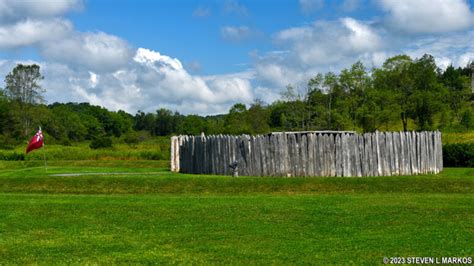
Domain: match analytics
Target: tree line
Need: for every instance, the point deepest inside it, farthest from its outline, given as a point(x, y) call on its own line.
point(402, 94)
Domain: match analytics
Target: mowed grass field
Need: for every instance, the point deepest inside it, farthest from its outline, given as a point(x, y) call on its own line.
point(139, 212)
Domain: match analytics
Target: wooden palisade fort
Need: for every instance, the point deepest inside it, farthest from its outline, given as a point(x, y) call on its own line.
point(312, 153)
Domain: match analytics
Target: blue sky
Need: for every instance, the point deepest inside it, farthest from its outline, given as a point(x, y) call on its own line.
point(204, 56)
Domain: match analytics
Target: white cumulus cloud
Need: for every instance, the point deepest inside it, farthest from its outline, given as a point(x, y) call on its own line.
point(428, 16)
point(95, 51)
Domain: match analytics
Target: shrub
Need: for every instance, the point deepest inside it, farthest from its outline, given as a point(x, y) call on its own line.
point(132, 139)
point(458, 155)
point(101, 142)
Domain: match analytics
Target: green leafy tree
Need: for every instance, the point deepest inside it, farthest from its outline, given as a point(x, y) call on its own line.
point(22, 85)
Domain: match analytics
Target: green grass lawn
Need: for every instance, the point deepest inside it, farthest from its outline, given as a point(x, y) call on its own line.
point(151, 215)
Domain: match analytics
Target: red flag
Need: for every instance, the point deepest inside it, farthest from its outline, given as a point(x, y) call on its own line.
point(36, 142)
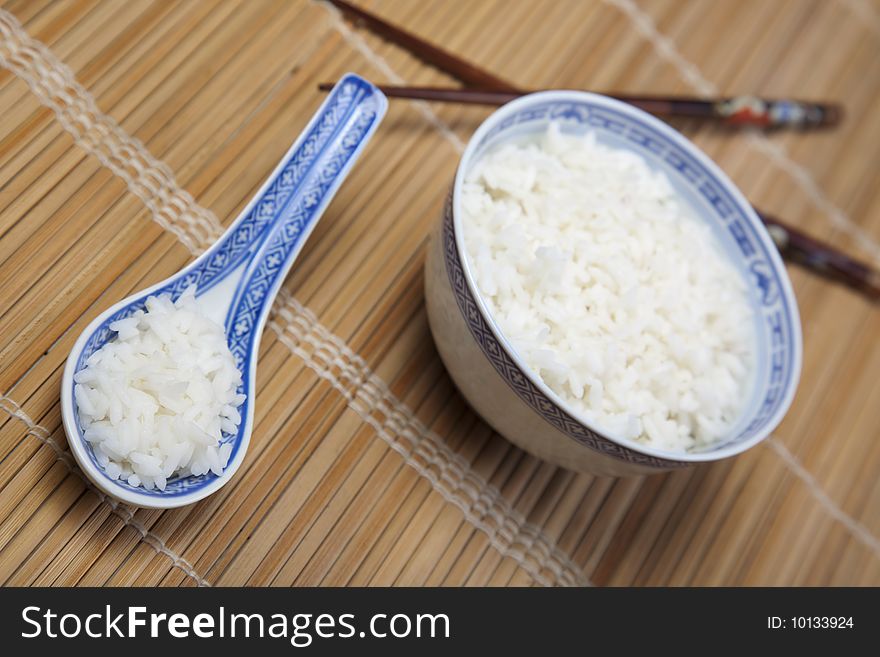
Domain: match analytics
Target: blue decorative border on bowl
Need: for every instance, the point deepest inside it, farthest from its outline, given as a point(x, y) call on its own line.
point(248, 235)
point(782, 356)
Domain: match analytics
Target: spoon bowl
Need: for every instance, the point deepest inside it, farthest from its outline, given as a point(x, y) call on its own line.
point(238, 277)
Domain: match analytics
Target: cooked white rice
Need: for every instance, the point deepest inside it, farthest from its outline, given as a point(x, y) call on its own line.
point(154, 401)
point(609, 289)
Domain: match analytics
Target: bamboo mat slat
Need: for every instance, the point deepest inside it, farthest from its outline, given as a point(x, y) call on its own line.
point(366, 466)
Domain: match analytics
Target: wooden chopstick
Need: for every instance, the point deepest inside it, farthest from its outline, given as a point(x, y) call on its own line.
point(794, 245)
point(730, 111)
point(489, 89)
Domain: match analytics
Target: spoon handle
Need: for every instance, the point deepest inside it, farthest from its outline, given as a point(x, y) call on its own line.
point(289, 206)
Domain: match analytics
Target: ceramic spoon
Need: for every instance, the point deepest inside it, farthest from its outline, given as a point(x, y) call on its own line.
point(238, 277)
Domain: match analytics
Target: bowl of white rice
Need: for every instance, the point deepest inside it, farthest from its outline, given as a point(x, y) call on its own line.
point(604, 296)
☆ ☆ ☆ ☆ ☆ ☆ ☆
## PROBLEM REQUIREMENTS:
Whenever the string "grass" shows up in a line above, copy that line.

## EXERCISE ANSWER:
Target: mowed grass field
Target: green grass lawn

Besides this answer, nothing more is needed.